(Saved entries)

========================

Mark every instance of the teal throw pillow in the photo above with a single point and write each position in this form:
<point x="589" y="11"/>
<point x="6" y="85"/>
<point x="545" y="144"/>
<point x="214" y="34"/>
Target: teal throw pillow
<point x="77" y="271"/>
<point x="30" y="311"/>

========================

What you need to do:
Set down the entries above once more, verbatim.

Solution:
Mark every instance of the teal throw pillow in the photo above with a single point and write each position in this form:
<point x="589" y="11"/>
<point x="6" y="85"/>
<point x="545" y="144"/>
<point x="214" y="34"/>
Target: teal throw pillow
<point x="77" y="271"/>
<point x="30" y="311"/>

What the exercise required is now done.